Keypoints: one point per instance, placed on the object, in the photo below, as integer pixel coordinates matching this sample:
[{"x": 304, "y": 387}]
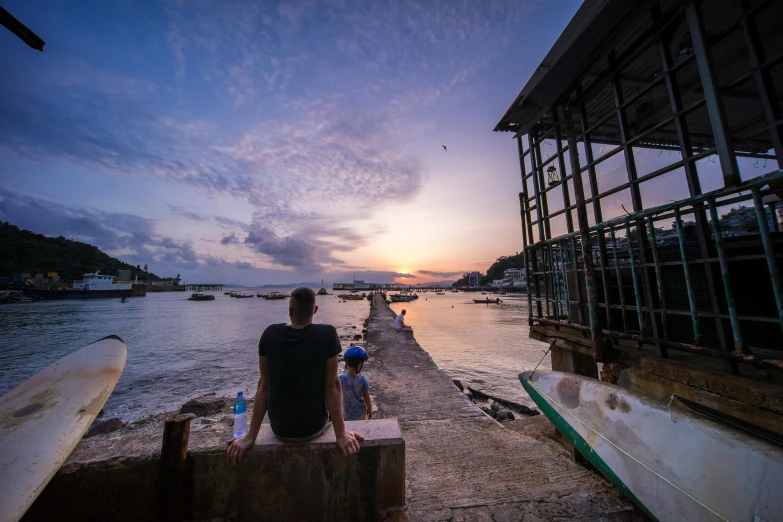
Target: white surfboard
[
  {"x": 673, "y": 463},
  {"x": 44, "y": 418}
]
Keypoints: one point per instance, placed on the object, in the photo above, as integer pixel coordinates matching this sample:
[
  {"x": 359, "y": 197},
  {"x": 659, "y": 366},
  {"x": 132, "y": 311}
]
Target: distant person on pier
[
  {"x": 400, "y": 323},
  {"x": 298, "y": 382},
  {"x": 357, "y": 404}
]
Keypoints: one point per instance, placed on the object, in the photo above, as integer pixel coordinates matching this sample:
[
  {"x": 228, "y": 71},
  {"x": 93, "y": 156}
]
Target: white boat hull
[{"x": 673, "y": 463}]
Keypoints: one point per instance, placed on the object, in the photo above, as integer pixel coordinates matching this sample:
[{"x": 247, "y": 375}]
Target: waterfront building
[{"x": 666, "y": 111}]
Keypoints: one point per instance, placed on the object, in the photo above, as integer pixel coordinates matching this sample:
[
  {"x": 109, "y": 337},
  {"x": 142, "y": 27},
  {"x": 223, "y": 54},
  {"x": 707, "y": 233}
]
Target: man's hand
[
  {"x": 238, "y": 446},
  {"x": 349, "y": 442}
]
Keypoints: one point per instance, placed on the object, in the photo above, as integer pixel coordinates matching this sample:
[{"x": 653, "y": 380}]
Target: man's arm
[
  {"x": 239, "y": 445},
  {"x": 347, "y": 440}
]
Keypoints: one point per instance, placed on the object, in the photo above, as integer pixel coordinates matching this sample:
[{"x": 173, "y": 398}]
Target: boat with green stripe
[{"x": 674, "y": 463}]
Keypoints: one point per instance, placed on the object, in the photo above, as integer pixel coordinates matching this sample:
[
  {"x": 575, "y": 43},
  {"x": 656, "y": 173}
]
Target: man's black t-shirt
[{"x": 296, "y": 374}]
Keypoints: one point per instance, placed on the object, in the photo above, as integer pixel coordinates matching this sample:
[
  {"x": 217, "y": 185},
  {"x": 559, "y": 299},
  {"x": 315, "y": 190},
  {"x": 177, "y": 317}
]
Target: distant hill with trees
[
  {"x": 22, "y": 251},
  {"x": 495, "y": 271}
]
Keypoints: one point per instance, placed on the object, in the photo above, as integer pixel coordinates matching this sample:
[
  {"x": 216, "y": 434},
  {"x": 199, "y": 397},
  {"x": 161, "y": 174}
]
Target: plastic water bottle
[{"x": 240, "y": 415}]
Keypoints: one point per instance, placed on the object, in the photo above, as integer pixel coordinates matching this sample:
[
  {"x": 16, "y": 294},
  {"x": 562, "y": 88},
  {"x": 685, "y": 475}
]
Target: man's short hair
[
  {"x": 301, "y": 304},
  {"x": 352, "y": 362}
]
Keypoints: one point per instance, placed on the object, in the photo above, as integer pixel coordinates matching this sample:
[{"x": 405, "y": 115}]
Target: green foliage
[
  {"x": 498, "y": 267},
  {"x": 24, "y": 251}
]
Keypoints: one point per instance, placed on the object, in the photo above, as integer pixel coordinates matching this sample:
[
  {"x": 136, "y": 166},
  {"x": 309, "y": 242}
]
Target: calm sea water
[
  {"x": 484, "y": 346},
  {"x": 179, "y": 349}
]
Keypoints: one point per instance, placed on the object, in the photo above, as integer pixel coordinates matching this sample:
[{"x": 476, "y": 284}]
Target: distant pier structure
[{"x": 202, "y": 287}]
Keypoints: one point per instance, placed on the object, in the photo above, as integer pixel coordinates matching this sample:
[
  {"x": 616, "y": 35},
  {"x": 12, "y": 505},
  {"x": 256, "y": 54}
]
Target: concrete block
[
  {"x": 302, "y": 481},
  {"x": 275, "y": 480}
]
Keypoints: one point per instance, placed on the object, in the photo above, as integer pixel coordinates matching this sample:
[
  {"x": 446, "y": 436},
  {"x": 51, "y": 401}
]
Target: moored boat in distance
[
  {"x": 196, "y": 296},
  {"x": 92, "y": 286},
  {"x": 352, "y": 297},
  {"x": 274, "y": 296}
]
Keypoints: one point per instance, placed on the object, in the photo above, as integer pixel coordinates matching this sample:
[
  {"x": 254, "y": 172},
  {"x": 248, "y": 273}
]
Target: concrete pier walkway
[{"x": 462, "y": 465}]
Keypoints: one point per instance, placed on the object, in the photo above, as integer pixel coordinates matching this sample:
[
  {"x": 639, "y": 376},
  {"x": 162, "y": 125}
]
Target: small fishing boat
[
  {"x": 322, "y": 291},
  {"x": 196, "y": 296},
  {"x": 274, "y": 296},
  {"x": 673, "y": 461}
]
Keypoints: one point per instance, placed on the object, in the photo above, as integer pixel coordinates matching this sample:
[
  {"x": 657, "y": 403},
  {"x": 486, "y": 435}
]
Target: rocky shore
[{"x": 469, "y": 455}]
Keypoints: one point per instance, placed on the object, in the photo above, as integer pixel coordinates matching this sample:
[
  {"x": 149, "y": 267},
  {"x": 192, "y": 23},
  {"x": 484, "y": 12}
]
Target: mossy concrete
[{"x": 116, "y": 479}]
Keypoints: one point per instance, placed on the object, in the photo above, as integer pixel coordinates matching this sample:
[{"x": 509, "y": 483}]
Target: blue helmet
[{"x": 358, "y": 352}]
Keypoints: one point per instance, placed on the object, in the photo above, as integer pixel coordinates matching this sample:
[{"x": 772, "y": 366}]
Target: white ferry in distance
[{"x": 96, "y": 282}]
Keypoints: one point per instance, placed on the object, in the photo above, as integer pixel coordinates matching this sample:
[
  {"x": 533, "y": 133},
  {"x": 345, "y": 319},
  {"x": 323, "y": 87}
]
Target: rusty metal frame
[{"x": 555, "y": 257}]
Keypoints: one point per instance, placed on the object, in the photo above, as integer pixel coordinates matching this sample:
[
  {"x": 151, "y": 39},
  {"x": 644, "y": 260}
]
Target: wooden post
[
  {"x": 599, "y": 352},
  {"x": 173, "y": 466}
]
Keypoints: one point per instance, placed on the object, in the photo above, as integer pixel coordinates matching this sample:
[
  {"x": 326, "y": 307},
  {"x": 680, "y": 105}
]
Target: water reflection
[
  {"x": 483, "y": 345},
  {"x": 176, "y": 348}
]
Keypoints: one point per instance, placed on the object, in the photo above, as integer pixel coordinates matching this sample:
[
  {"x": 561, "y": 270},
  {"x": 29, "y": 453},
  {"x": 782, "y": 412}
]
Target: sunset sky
[{"x": 259, "y": 142}]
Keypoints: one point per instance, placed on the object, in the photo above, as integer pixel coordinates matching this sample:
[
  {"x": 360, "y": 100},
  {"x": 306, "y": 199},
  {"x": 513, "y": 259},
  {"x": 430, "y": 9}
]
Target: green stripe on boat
[{"x": 580, "y": 443}]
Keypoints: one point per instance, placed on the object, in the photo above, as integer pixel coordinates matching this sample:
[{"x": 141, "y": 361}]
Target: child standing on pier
[{"x": 357, "y": 404}]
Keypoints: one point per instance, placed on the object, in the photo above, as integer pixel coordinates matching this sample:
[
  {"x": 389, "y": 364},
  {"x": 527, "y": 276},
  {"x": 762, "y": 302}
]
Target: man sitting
[
  {"x": 298, "y": 381},
  {"x": 400, "y": 323}
]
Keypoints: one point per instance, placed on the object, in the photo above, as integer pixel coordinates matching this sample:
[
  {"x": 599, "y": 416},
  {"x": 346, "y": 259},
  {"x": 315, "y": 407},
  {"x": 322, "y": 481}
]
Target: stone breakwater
[{"x": 461, "y": 464}]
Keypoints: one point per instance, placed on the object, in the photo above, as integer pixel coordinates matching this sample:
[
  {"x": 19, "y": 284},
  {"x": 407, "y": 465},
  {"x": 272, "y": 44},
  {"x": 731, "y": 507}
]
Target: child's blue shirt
[{"x": 353, "y": 402}]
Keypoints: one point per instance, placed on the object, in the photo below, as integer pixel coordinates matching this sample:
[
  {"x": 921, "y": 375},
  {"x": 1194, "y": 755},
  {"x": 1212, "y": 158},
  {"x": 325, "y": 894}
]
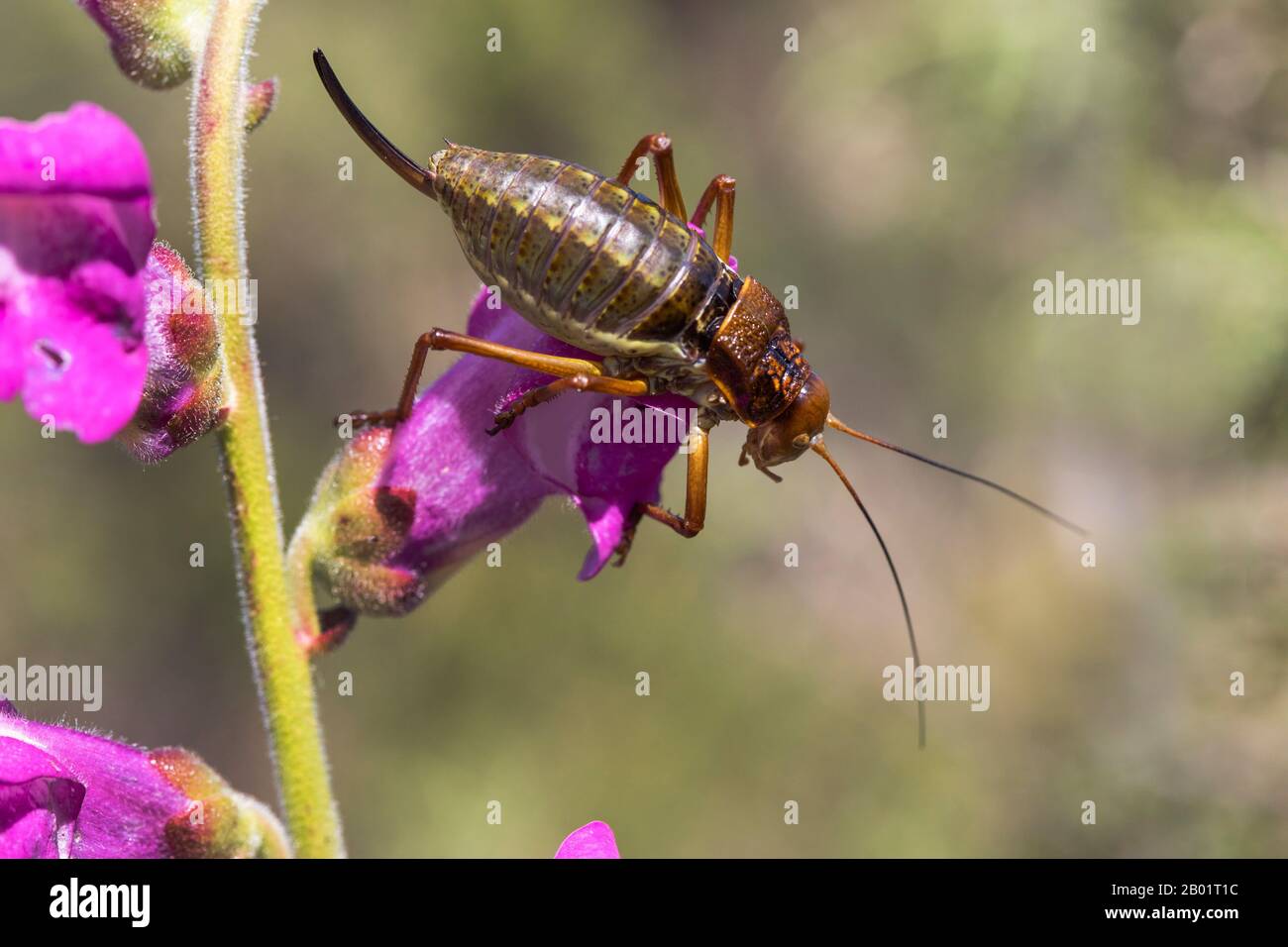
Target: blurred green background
[{"x": 518, "y": 684}]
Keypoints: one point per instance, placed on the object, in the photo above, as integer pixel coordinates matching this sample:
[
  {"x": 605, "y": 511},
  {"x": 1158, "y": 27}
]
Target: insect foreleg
[
  {"x": 578, "y": 382},
  {"x": 658, "y": 149},
  {"x": 695, "y": 500},
  {"x": 721, "y": 192}
]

________________

▸ **EXERCISE DESCRIPTION**:
Count the lines of the material above that contain the string "child", and reply with that number alone.

▸ **RESULT FOR THIS EXERCISE**:
2